• About this exercise: If a record holds a picture, leave the picture out and print everything else exactly.

#####

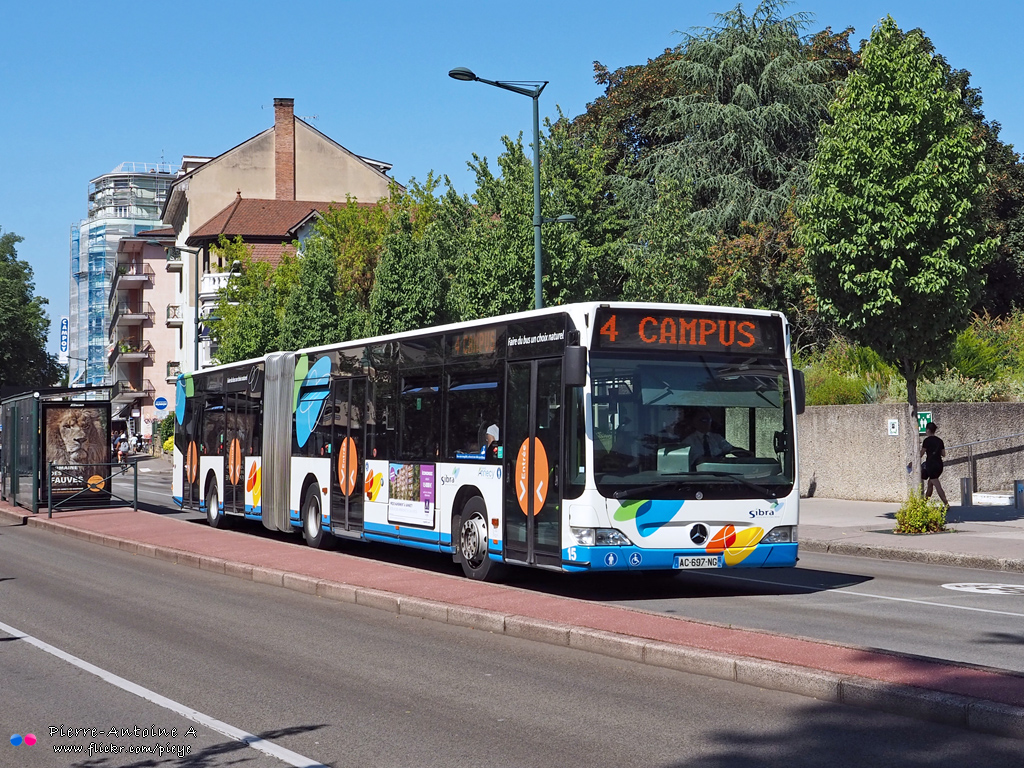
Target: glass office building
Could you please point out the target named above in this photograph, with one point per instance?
(122, 203)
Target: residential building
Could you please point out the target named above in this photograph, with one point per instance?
(258, 181)
(122, 203)
(143, 331)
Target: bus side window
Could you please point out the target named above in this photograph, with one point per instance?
(421, 418)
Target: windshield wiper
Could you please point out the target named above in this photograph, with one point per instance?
(742, 481)
(644, 489)
(633, 493)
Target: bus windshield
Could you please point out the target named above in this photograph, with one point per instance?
(711, 426)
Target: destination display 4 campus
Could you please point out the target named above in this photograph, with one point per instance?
(712, 332)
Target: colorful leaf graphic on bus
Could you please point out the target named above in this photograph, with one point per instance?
(650, 516)
(374, 482)
(312, 393)
(254, 482)
(735, 545)
(179, 399)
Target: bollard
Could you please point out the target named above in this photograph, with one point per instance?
(967, 495)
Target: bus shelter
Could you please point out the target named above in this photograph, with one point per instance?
(55, 448)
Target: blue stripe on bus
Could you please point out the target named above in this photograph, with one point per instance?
(634, 558)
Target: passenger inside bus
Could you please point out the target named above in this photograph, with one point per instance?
(706, 443)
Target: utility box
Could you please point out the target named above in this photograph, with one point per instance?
(967, 494)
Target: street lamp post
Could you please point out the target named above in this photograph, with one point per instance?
(461, 73)
(195, 252)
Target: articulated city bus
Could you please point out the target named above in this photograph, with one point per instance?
(598, 436)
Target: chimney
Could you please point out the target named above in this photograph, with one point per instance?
(284, 148)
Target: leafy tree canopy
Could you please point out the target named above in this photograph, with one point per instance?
(251, 307)
(893, 231)
(24, 325)
(741, 128)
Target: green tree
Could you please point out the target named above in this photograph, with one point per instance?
(413, 282)
(668, 256)
(764, 267)
(354, 233)
(741, 129)
(24, 325)
(619, 121)
(251, 307)
(893, 231)
(311, 312)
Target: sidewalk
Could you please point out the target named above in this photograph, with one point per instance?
(989, 537)
(982, 699)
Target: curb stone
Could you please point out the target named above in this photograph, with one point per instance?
(949, 709)
(931, 557)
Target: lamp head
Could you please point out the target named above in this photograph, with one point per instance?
(462, 73)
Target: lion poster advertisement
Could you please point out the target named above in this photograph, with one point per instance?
(76, 440)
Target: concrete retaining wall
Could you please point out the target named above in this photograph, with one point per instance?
(847, 452)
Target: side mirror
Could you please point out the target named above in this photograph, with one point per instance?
(574, 367)
(799, 390)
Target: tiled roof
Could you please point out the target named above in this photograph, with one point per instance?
(164, 231)
(270, 252)
(257, 218)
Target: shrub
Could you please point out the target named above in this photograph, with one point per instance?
(921, 515)
(950, 386)
(826, 387)
(975, 357)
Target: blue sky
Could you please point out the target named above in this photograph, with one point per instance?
(86, 86)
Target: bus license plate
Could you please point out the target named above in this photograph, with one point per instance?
(698, 561)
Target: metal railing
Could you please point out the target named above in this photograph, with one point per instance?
(972, 457)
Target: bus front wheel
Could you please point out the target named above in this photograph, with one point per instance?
(214, 512)
(312, 519)
(471, 540)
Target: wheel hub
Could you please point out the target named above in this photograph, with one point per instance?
(474, 539)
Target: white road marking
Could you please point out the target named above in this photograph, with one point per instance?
(867, 594)
(250, 739)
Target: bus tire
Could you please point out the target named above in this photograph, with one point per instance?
(470, 528)
(214, 512)
(312, 519)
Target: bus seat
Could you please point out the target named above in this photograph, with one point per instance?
(674, 459)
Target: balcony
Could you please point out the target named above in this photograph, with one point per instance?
(128, 313)
(174, 260)
(126, 391)
(130, 350)
(131, 276)
(211, 285)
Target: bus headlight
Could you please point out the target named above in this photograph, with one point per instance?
(781, 535)
(599, 538)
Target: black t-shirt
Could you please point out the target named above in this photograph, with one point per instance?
(933, 450)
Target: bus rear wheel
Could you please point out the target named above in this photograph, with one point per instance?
(470, 530)
(312, 520)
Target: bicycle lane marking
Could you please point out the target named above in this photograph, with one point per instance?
(250, 739)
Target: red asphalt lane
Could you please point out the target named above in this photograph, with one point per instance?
(198, 540)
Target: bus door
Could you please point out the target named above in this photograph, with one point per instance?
(236, 449)
(189, 483)
(532, 456)
(348, 454)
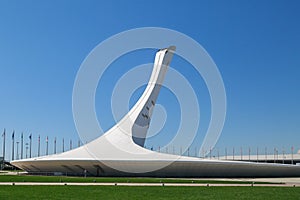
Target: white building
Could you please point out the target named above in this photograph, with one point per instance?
(120, 152)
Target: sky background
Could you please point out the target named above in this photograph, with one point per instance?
(255, 44)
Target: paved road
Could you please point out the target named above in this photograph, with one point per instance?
(155, 184)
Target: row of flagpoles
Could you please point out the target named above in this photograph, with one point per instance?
(28, 146)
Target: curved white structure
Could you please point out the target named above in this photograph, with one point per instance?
(120, 152)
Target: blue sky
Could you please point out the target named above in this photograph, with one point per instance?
(255, 44)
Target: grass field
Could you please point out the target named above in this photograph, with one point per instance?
(66, 179)
(141, 192)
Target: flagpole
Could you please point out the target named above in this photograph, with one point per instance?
(55, 145)
(13, 146)
(3, 147)
(39, 145)
(22, 146)
(30, 144)
(47, 145)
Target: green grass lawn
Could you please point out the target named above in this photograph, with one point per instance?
(141, 192)
(66, 179)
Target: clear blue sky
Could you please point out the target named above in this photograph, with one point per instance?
(255, 44)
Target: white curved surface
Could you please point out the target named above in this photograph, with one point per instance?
(120, 152)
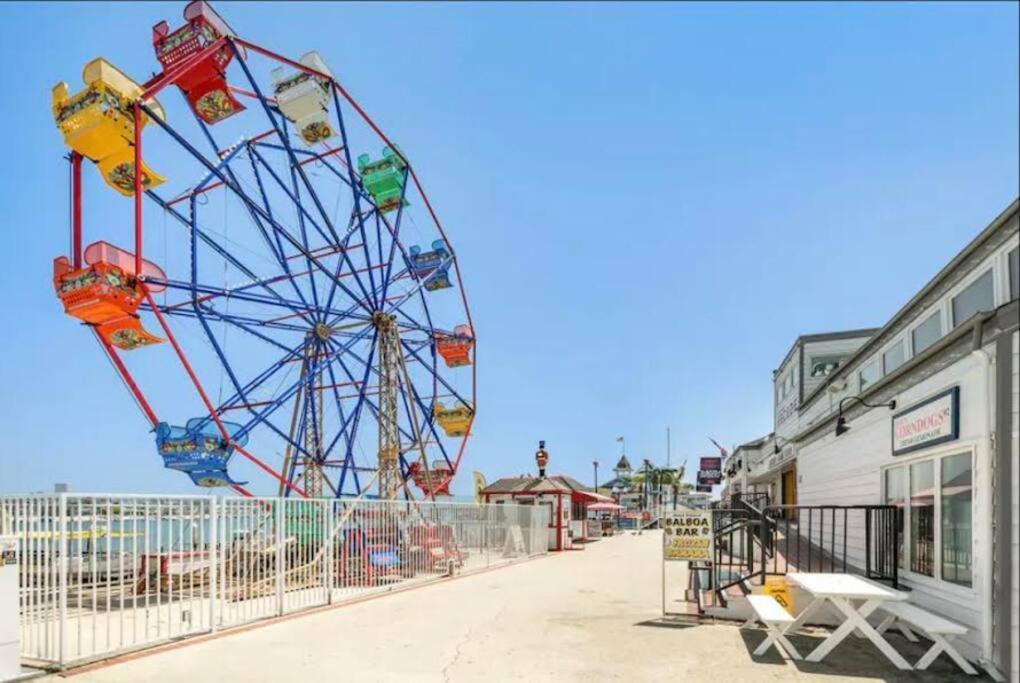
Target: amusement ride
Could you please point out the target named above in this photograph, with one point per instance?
(296, 274)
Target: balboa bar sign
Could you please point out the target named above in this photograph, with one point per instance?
(935, 420)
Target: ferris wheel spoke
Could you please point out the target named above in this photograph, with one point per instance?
(239, 192)
(296, 166)
(428, 367)
(293, 388)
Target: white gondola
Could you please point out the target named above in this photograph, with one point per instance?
(304, 98)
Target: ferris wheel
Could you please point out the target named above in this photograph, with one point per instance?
(284, 265)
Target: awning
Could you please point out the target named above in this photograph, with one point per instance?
(591, 496)
(604, 507)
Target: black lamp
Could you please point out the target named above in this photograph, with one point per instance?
(840, 423)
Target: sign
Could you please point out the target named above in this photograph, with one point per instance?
(710, 472)
(777, 588)
(932, 421)
(686, 536)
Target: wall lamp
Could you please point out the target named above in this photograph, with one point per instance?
(840, 424)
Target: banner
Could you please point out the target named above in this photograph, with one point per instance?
(686, 536)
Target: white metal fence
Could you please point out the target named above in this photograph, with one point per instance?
(101, 575)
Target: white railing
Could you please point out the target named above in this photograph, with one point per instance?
(105, 574)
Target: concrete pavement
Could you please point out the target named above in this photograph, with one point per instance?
(591, 615)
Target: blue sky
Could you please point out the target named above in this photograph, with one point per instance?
(649, 202)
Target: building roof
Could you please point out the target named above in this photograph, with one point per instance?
(959, 263)
(554, 484)
(824, 336)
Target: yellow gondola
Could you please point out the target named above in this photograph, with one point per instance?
(98, 122)
(454, 420)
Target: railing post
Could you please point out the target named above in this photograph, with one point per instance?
(330, 573)
(63, 567)
(279, 503)
(867, 542)
(213, 564)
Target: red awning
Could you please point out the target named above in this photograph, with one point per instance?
(604, 507)
(591, 496)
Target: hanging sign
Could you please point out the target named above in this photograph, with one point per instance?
(935, 420)
(686, 536)
(710, 472)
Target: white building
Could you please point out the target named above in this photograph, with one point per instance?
(946, 454)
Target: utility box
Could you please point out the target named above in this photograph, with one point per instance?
(10, 666)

#####

• Finished exercise:
Target: glass office building
Could you please point out the target named above in this photograph, with one point per instance?
(122, 203)
Target: residential building
Could you please point out the target named above in this photograph, with one point per instance?
(258, 181)
(122, 203)
(143, 331)
Target: bus side window
Could you please point out the target named above in this photograph, with one point per instance?
(421, 418)
Target: windshield wiper
Could you please point out the target named above in this photograph, with one point per instance?
(742, 481)
(644, 489)
(633, 493)
Target: bus windshield
Could you please point out the target named above in this photograph, with one point per instance?
(711, 426)
Target: destination display 4 campus
Could you please point out the target named above in this photograph, with one point per instance?
(712, 332)
Target: colorful leaf graphic on bus
Could you please point out the target named above in this photograph, with one point per instance?
(650, 516)
(374, 482)
(312, 393)
(254, 482)
(735, 545)
(179, 399)
Target: bollard
Could you please point out the target named above in this photograph, with one point per instance?
(967, 495)
Target: bus shelter
Could you please point out the target named above in this photograph, with one point per instance?
(55, 448)
Target: blue stripe on bus
Could you please point out the target named above in this photograph, with one point per instance?
(634, 558)
Target: passenger inside bus
Could you please point out the target named above in this photograph, with one point per instance?
(706, 443)
Target: utility box
Could you please point out the target named above in this photograph, with one point per instance?
(967, 494)
Target: street lamp post
Could you please point out the target named above in this photograph, with one point per instance?
(461, 73)
(195, 252)
Target: articulated city bus
Could you please point out the target named above in this photograph, with one point per instance?
(598, 436)
Target: chimney
Could you please point out the target named above in this photograph, with one point per instance?
(284, 148)
Target: leafy tree canopy
Could you please point out the target named above in this photograph, with one point per instance?
(251, 307)
(893, 231)
(24, 325)
(741, 128)
Target: green tree
Could you please point out the target named above in this photograph, with one point per instance?
(413, 282)
(668, 256)
(764, 267)
(354, 233)
(741, 129)
(24, 325)
(619, 121)
(251, 307)
(893, 231)
(311, 312)
Target: sidewalk
Could you please point out the target named above in this photograph, with one point per instance?
(989, 537)
(982, 699)
Target: curb stone
Could you please point out the target named above in this photograph, with one point per instance?
(949, 709)
(931, 557)
Target: lamp head
Could you please point out the target named above in this photograph, with one point per instance?
(462, 73)
Target: lion poster advertisement
Could you please point out the target named above in this photograph, with one point per instance?
(76, 440)
Target: concrete retaining wall
Could you please point out the target named above in this photograph, with one point per instance?
(847, 452)
Target: side mirror
Could you please point out the target named above in this photograph, with one point per instance?
(574, 367)
(799, 390)
Target: tiled roof
Could you please point out the target named above in this photograph, with one point per instance?
(164, 231)
(270, 252)
(257, 218)
Target: shrub
Could you please point out the target named above in this photograph, with one point per instance?
(921, 515)
(950, 386)
(826, 387)
(975, 357)
Target: blue sky
Could you please point out the target named above in this photograph, with one point per instance?
(86, 86)
Target: bus license plate
Could you please point out the target named above in this photograph, with one point per instance?
(698, 561)
Target: metal railing
Could you please point out the target named above in this photograph, with one point per instance?
(972, 457)
Target: bus front wheel
Could you please point out the target named above in this photograph, with one point per instance?
(214, 512)
(312, 519)
(471, 540)
Target: wheel hub
Could you please point out the target named above in this photograph, with one point per instance?
(474, 539)
Target: white road marking
Could you please point out the target named above in this photograph, with one point per instance?
(867, 594)
(250, 739)
Target: bus tire
Could you please point out the target named above in this photograph, with one point per instance?
(470, 528)
(214, 512)
(312, 519)
Target: bus seat
Could you please point out the target named above in this photograph, with one point per instance?
(674, 459)
Target: balcony
Could you please point out the target named above in this photograph, with one point per instance?
(128, 313)
(174, 260)
(126, 391)
(130, 350)
(131, 276)
(211, 285)
Target: bus headlight
Could you please point out the target named above in this photograph, with one point per instance?
(781, 535)
(599, 538)
Target: black t-shirt
Could you please point out the target named above in this photograph, with one point per instance?
(933, 450)
Target: bus rear wheel
Could you please point out the target named above in this photograph, with one point per instance?
(470, 530)
(312, 520)
Target: bicycle lane marking
Could you please point out the target named above in this photograph, with one point per instance?
(250, 739)
Target: red asphalt lane
Could you please point out the target named above in this photograph, with one point per instance?
(198, 540)
Target: bus door
Could you please point out the target named above in this photograph, with one point per instance?
(236, 449)
(189, 483)
(532, 456)
(348, 454)
Target: white building
Could you please point out the target named above in this photograph, with one point per instance?
(120, 152)
Target: sky background
Could you please point out the target named above in this photograph, with one point per instance?
(255, 44)
Target: paved road
Could you please point out the target named above in this photograph, with one point per instance?
(155, 184)
Target: row of flagpoles
Could you please point out the target named above in this photograph, with one point per instance?
(28, 146)
Target: curved white structure
Could you please point out the target named above in this photograph, with one point per instance?
(120, 152)
Target: blue sky
Could you please point out the target named above in this photograph, with one point per instance?
(255, 44)
Target: grass field
Could you please point out the target named above in this photograph, with one point per instance?
(66, 179)
(141, 192)
Target: flagpole
Could you please point out the target named above in this photograph, with one point per instance?
(55, 145)
(13, 146)
(3, 147)
(39, 145)
(22, 146)
(30, 144)
(47, 145)
Target: green grass lawn
Could you please point out the target named above in this photograph, with one point per instance?
(141, 192)
(66, 179)
Target: clear blue sky
Could you please point out the target named above in this photograph, with one point per instance?
(255, 44)
Target: white curved surface
Could you please point out the target named above in this photograph, with one point per instance?
(120, 152)
Target: amusement ride
Could you please point out the target named above in this photograph, with one point per instance?
(296, 274)
Target: balboa bar sign
Could you please point out the target named above in this photograph, with one point per instance?
(935, 420)
Target: ferris wheel spoke
Could you please point out the target named above in this photograph, with one point per instance?
(239, 192)
(296, 166)
(428, 367)
(293, 388)
Target: white gondola
Could you please point out the target named above in this photograph, with one point per instance?
(304, 98)
Target: ferris wheel
Could you please point out the target named above in this photograph, with one point per instance?
(284, 265)
Target: awning
Could you please point out the target named above in this photograph, with one point per instance?
(591, 496)
(604, 507)
Target: black lamp
Could you please point out the target named above in this photograph, with one point per instance?
(840, 423)
Target: sign
Could you please point out the target named above in this photograph, with one point per instance?
(710, 472)
(777, 588)
(932, 421)
(686, 536)
Target: wall lamp
Could you please point out the target named above in this photograph, with one point per instance?
(840, 424)
Target: banner
Could you please point out the target named above in this photograph, with one point per instance?
(686, 536)
Target: white metal fence
Could you please point out the target named above in this photograph, with one point per instance?
(101, 575)
Target: white railing
Could you please point out the target named above in this photograph, with one point per instance?
(105, 574)
Target: concrete pavement
Could you please point out the target named above in this photograph, with one point per instance?
(591, 615)
Target: blue sky
Could you please point out the target named above in this photograph, with one point per instance?
(649, 202)
Target: building roof
Could you please point out the target named above in this photograph, with one point per instance?
(959, 263)
(554, 484)
(824, 336)
Target: yellow gondola
Could you please point out the target named above in this photograph, with one point per instance?
(98, 122)
(454, 420)
Target: railing post
Could you please point out the target named above in this photograph, with one point per instance?
(330, 573)
(63, 567)
(279, 503)
(867, 542)
(213, 564)
Target: red awning
Could you please point out the target named above in this photograph, with one point per instance?
(604, 507)
(591, 496)
Target: hanging sign
Could you please point out the target named above in this photograph, with one point per instance?
(935, 420)
(686, 536)
(710, 472)
Target: white building
Could you please point out the target named above in this photograph, with one point per instance?
(946, 454)
Target: utility box
Could you please point out the target named above in this photograph, with one point per instance?
(10, 666)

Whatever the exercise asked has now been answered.